(AIM OF THE TASK): What follows are records. Restate all of them word for word.

(SUPPLIED DATA):

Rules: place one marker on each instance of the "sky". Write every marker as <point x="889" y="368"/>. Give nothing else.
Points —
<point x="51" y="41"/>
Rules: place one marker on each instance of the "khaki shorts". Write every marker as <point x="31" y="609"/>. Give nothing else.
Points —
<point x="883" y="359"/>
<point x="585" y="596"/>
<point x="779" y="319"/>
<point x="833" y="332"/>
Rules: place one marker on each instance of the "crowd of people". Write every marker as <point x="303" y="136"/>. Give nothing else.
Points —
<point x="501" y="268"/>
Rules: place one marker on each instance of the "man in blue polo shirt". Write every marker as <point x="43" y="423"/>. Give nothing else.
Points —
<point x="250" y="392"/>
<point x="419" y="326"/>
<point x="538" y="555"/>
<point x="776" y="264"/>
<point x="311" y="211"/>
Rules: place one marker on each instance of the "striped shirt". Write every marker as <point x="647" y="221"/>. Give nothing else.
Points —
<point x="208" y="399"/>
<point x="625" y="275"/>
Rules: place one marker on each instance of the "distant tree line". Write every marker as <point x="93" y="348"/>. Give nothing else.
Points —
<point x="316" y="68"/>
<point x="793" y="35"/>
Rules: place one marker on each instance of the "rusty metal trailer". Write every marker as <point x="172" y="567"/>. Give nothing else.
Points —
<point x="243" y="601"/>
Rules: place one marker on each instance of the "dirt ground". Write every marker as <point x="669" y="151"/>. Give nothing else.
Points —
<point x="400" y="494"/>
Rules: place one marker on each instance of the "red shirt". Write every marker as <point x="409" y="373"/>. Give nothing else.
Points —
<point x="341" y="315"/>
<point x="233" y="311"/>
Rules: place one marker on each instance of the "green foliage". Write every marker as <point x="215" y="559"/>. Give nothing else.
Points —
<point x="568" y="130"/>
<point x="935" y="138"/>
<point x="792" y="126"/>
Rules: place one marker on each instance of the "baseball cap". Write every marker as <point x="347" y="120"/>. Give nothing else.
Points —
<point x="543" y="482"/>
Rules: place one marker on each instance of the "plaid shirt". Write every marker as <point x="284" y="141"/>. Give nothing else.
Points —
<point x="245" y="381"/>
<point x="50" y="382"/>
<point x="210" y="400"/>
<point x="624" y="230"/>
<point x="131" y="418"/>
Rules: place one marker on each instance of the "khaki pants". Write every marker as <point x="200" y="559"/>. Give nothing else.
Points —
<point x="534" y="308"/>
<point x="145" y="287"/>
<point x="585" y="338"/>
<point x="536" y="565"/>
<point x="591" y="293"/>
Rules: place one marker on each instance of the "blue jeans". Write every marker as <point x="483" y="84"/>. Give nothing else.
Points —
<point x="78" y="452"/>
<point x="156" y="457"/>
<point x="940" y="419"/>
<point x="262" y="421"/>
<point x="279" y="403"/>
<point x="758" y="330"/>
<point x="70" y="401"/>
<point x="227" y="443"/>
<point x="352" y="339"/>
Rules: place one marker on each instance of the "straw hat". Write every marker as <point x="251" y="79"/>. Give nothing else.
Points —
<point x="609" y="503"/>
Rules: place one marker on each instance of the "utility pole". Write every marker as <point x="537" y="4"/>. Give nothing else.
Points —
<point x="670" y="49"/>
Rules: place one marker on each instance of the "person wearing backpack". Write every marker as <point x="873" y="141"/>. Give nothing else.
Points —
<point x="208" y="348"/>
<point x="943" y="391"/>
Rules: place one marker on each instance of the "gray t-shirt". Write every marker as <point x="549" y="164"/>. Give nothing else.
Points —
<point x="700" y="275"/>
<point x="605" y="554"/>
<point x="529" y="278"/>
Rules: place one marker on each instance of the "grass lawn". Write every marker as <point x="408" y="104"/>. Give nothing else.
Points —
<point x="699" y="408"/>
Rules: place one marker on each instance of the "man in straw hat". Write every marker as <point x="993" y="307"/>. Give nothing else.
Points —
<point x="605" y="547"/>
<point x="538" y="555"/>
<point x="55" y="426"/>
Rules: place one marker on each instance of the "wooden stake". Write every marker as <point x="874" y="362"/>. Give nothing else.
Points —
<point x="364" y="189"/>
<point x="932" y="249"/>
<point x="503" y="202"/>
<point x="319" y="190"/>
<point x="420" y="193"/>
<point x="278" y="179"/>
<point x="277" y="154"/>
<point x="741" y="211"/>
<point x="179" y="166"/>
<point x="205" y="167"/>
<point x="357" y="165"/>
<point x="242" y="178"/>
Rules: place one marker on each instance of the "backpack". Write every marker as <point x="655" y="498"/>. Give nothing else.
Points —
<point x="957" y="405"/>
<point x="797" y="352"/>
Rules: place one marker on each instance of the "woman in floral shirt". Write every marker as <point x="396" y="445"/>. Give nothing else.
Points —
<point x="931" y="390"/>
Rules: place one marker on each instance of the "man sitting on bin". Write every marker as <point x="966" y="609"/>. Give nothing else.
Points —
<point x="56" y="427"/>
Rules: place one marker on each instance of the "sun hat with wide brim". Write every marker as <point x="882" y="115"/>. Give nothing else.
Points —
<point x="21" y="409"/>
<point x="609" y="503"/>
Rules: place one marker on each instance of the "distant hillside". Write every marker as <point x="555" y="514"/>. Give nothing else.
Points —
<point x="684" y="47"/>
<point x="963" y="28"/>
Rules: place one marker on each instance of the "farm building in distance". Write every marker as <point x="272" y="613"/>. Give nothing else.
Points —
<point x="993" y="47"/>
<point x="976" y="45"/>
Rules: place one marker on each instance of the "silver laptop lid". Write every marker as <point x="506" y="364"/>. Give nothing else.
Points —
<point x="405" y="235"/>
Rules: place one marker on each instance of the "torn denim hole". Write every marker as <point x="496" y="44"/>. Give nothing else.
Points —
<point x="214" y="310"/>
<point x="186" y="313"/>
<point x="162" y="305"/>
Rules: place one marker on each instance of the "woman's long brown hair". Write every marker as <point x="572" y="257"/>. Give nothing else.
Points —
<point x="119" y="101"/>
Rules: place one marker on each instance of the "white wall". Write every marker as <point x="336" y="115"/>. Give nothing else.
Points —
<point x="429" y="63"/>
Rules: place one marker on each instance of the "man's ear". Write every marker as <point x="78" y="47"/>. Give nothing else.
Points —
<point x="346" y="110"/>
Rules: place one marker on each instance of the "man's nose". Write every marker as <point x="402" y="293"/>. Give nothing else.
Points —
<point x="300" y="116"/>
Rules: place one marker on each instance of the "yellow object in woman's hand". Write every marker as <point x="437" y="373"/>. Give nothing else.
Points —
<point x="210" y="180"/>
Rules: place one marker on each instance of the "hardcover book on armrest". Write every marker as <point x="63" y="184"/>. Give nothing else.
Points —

(ANSWER TO THIS PROBLEM):
Rules: place one marker on each instance of the "sky". Write every marker as <point x="889" y="368"/>. Give nothing else.
Points —
<point x="51" y="41"/>
Rules: place one marker on each instance of the "khaki shorts". Write every marker as <point x="31" y="609"/>. Give nothing else.
Points —
<point x="883" y="359"/>
<point x="585" y="596"/>
<point x="779" y="319"/>
<point x="833" y="332"/>
Rules: place one marker on each instance of the "crowd of people". Write every marker as <point x="303" y="136"/>. Give nothing else.
Points —
<point x="501" y="268"/>
Rules: place one marker on each instance of the "man in blue polo shirt". Write every marker as <point x="43" y="423"/>. Give nothing else.
Points —
<point x="250" y="392"/>
<point x="419" y="326"/>
<point x="538" y="555"/>
<point x="776" y="264"/>
<point x="311" y="211"/>
Rules: place one marker on each instance of the "striped shirt". Write every marker as <point x="647" y="221"/>. Give nothing else.
Points —
<point x="208" y="399"/>
<point x="625" y="275"/>
Rules: place one marker on each instance of the "distant tree line". Write every marker as <point x="93" y="348"/>. Give nothing else.
Points —
<point x="316" y="68"/>
<point x="793" y="35"/>
Rules: place one marker on each instance of the "rusty metal trailer". Write every marker as <point x="172" y="567"/>. Give nothing else.
Points —
<point x="243" y="601"/>
Rules: place one marker on each instance of the "dirt ground". Write every marker as <point x="669" y="151"/>. Give nothing else.
Points —
<point x="400" y="494"/>
Rules: place one marker on each instance of the "red shirt". Write every marker as <point x="409" y="373"/>. Give nothing else.
Points —
<point x="341" y="315"/>
<point x="233" y="311"/>
Rules: place one marker on each instance of the "green foliage". Write every marker as <point x="215" y="559"/>. Give nothing else.
Points —
<point x="568" y="130"/>
<point x="935" y="138"/>
<point x="792" y="126"/>
Rules: place one marker on each instance of the "baseball cap". Write every marker as <point x="347" y="120"/>. Give nothing else.
Points —
<point x="543" y="482"/>
Rules: place one marker on each instance of the "plaid shirt". Write every marker as <point x="284" y="141"/>. Give nothing else.
Points —
<point x="245" y="381"/>
<point x="50" y="382"/>
<point x="210" y="400"/>
<point x="624" y="230"/>
<point x="131" y="418"/>
Rules: place one marker on each instance of the "khaki pants". Write every marker as <point x="200" y="559"/>. Give nothing else.
Points —
<point x="534" y="308"/>
<point x="145" y="287"/>
<point x="585" y="338"/>
<point x="536" y="565"/>
<point x="591" y="293"/>
Rules: place one marker on each instance of the "blue jeans". Write every marker as <point x="483" y="84"/>. Give nothing else.
Points —
<point x="78" y="452"/>
<point x="156" y="457"/>
<point x="940" y="419"/>
<point x="262" y="421"/>
<point x="279" y="403"/>
<point x="758" y="330"/>
<point x="70" y="401"/>
<point x="227" y="443"/>
<point x="352" y="339"/>
Rules: place one marker on each instance of the "straw hat". Write every marker as <point x="251" y="79"/>. Give nothing else.
Points —
<point x="609" y="503"/>
Rules: place one marker on each instance of the "utility pole". Write every marker as <point x="537" y="4"/>. Give nothing else.
Points —
<point x="670" y="49"/>
Rules: place one marker on each instance of the "person wearing backpack". Write every marker as <point x="873" y="141"/>. Give nothing else.
Points —
<point x="208" y="348"/>
<point x="943" y="391"/>
Rules: place one marker on each instance of the "gray t-shirt". Write every marker as <point x="549" y="164"/>. Give nothing else.
Points —
<point x="700" y="275"/>
<point x="605" y="554"/>
<point x="529" y="278"/>
Rules: place one marker on each instance of the "grass lawn". Write every marker as <point x="408" y="104"/>. Give nothing else.
Points —
<point x="699" y="408"/>
Rules: place one marker on each instance of the "man in straw hat". Write every marker as <point x="993" y="307"/>. Give nothing else.
Points —
<point x="605" y="547"/>
<point x="538" y="555"/>
<point x="55" y="426"/>
Rules: place one marker on each instance of the "wooden stake". Write every marker as <point x="874" y="362"/>. Give nothing else.
Points —
<point x="364" y="189"/>
<point x="932" y="249"/>
<point x="503" y="202"/>
<point x="319" y="190"/>
<point x="420" y="193"/>
<point x="278" y="179"/>
<point x="277" y="154"/>
<point x="741" y="211"/>
<point x="179" y="166"/>
<point x="205" y="167"/>
<point x="357" y="165"/>
<point x="242" y="178"/>
Rules: place one marker on each instance of the "backpack". Write every marker as <point x="655" y="498"/>. Give nothing else.
Points —
<point x="957" y="405"/>
<point x="797" y="352"/>
Rules: place one marker on each instance of the "woman in floral shirt". Write every marker as <point x="396" y="445"/>. Give nothing else.
Points —
<point x="931" y="390"/>
Rules: place one marker on each instance of the "man sitting on bin". Write every marker as <point x="966" y="609"/>. Give nothing else.
Points —
<point x="56" y="427"/>
Rules: place one marker on each instance of the "sun hat with wide brim". Write every marker as <point x="882" y="115"/>. Give nothing else.
Points —
<point x="21" y="409"/>
<point x="609" y="503"/>
Rules: place one marker on each instance of the "distant hillside". Write every marker as <point x="555" y="514"/>. Give nothing else.
Points —
<point x="684" y="47"/>
<point x="963" y="28"/>
Rules: place one marker on each instance of the "farm building in distance". Write every marker as <point x="272" y="613"/>. Give nothing else.
Points —
<point x="993" y="47"/>
<point x="976" y="45"/>
Rules: place one marker on each instance of the "silver laptop lid". Write every marker as <point x="506" y="364"/>. Give nothing else.
Points —
<point x="405" y="235"/>
Rules: place one marker on each instance of the "torn denim hole". Write every marker as <point x="496" y="44"/>. Give nothing else.
Points —
<point x="214" y="310"/>
<point x="186" y="313"/>
<point x="162" y="305"/>
Rules: place one marker on each instance of the "woman's long brown hair". Write every marker as <point x="572" y="257"/>. Give nothing else.
Points —
<point x="119" y="101"/>
Rules: place one marker on each instance of the "white wall". Write every marker as <point x="336" y="115"/>. Give nothing else.
Points —
<point x="429" y="63"/>
Rules: place one marker on each instance of the "man's ear". Write every marker as <point x="78" y="47"/>. Give nothing else.
Points —
<point x="346" y="110"/>
Rules: place one marker on each instance of the "man's nose". Write every marker as <point x="402" y="293"/>. Give nothing else.
Points —
<point x="300" y="116"/>
Rules: place one marker on each instance of the "yellow object in woman's hand". Write every marker as <point x="437" y="373"/>. Give nothing else.
Points —
<point x="210" y="180"/>
Rules: place one marker on each instance of the "hardcover book on armrest". Write every marker as <point x="63" y="184"/>. Give nothing else.
Points —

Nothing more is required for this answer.